_Provided material_

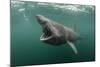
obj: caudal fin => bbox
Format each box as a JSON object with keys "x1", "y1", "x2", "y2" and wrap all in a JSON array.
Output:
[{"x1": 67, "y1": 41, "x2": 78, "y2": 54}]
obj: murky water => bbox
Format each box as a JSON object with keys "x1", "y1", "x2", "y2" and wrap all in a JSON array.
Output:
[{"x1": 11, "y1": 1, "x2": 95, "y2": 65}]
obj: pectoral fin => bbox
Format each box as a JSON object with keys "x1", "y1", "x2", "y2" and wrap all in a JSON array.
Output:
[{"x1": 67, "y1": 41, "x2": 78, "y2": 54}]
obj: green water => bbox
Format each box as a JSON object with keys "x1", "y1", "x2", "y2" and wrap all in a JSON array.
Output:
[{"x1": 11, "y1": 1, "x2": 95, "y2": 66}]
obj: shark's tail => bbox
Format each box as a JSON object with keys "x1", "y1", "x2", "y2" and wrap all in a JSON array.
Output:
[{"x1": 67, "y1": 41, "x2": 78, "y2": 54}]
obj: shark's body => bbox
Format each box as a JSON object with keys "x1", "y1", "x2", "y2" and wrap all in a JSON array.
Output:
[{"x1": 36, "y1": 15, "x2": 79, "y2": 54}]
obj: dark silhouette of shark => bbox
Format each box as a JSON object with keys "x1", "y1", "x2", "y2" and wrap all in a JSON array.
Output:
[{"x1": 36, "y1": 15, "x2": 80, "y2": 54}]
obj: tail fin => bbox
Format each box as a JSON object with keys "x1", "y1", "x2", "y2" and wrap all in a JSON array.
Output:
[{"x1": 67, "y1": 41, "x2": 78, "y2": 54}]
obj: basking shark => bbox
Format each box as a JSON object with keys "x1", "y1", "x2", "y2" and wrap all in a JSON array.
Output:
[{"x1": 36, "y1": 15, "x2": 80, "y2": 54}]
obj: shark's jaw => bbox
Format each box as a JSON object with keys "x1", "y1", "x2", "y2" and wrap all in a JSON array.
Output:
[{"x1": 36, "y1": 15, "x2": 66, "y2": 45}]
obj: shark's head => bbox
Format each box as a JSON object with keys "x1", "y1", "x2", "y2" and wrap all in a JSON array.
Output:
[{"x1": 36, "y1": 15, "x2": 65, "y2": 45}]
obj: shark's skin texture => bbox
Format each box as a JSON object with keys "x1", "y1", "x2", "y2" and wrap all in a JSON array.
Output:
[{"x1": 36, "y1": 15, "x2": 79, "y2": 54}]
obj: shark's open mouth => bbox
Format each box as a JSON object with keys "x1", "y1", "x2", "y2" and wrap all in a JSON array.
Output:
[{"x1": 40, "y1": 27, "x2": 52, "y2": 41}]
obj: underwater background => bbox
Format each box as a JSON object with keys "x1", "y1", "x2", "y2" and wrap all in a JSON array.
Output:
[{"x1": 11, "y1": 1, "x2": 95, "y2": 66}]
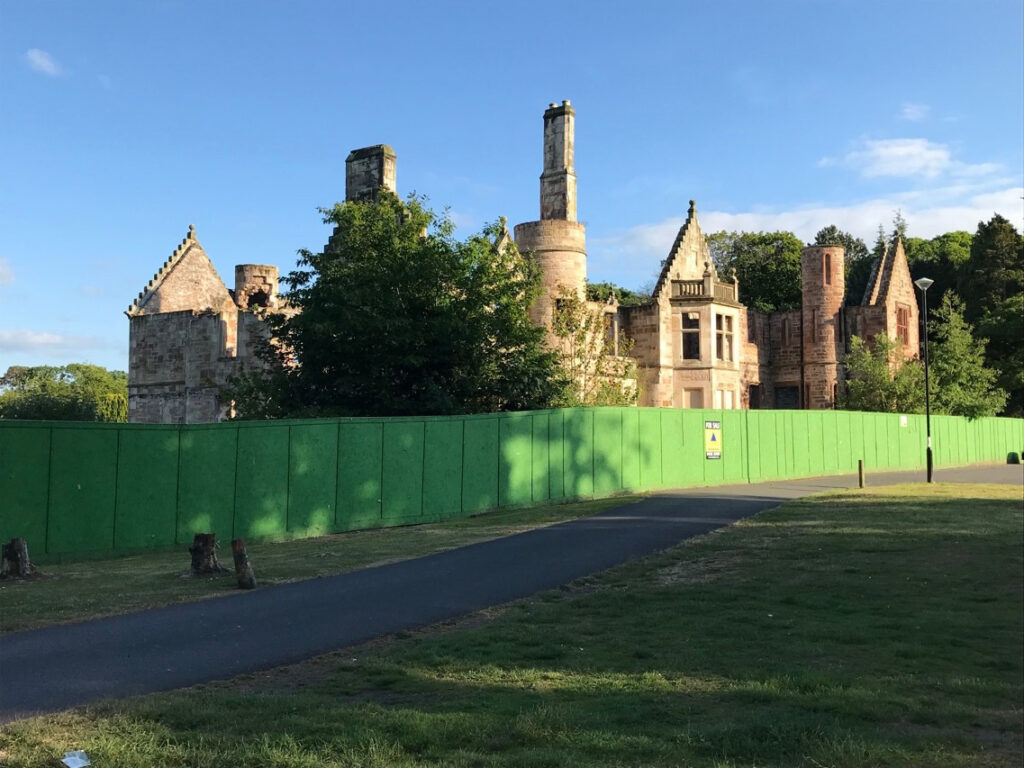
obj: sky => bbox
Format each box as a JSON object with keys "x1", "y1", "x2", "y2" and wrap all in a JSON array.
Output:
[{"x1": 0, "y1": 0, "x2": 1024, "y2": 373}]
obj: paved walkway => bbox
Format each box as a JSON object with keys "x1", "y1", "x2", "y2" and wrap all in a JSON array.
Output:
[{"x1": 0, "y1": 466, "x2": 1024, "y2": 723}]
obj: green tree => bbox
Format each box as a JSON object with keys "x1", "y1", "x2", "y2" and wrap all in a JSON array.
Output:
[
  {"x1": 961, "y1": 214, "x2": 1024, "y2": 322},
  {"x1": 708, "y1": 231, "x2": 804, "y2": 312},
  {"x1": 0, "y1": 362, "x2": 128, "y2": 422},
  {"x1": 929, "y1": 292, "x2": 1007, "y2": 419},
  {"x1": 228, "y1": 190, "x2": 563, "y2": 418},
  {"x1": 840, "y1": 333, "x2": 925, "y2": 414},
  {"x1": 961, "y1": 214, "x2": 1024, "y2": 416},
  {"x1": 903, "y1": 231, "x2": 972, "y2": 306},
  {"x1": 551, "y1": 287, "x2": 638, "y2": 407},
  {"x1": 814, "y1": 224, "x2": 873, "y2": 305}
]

_Problem details_
Reproduce verbatim the lines of the records above, starting with the line containing "obj: shark's open mouth => bbox" and continuing through the end of the records. Omit the pictures from your answer.

_Correct result_
obj: shark's open mouth => bbox
Format each box as a JSON object with keys "x1", "y1", "x2", "y2" and wrap all in a JSON array.
Output:
[{"x1": 40, "y1": 27, "x2": 52, "y2": 41}]
obj: underwater background => bbox
Format each box as a JSON object with keys "x1", "y1", "x2", "y2" and wrap all in a JSON array.
Output:
[{"x1": 11, "y1": 1, "x2": 95, "y2": 66}]
obj: sky => bbox
Format each box as a JSON object with keys "x1", "y1", "x2", "y2" and wrap all in a JSON array.
Output:
[{"x1": 0, "y1": 0, "x2": 1024, "y2": 373}]
obj: paved walkway => bbox
Format each box as a JSON object with keys "x1", "y1", "x2", "y2" and wrap all in a JSON array.
Output:
[{"x1": 0, "y1": 466, "x2": 1024, "y2": 723}]
obj: green tree => bbox
Format each box as a JSON object with keys "x1", "y1", "x2", "y2" and wrap all in a JSON array.
Output:
[
  {"x1": 961, "y1": 214, "x2": 1024, "y2": 322},
  {"x1": 708, "y1": 231, "x2": 804, "y2": 312},
  {"x1": 0, "y1": 362, "x2": 128, "y2": 422},
  {"x1": 929, "y1": 292, "x2": 1007, "y2": 419},
  {"x1": 228, "y1": 190, "x2": 563, "y2": 418},
  {"x1": 840, "y1": 333, "x2": 925, "y2": 414},
  {"x1": 961, "y1": 214, "x2": 1024, "y2": 416},
  {"x1": 903, "y1": 231, "x2": 972, "y2": 306},
  {"x1": 551, "y1": 287, "x2": 638, "y2": 407},
  {"x1": 814, "y1": 224, "x2": 873, "y2": 305}
]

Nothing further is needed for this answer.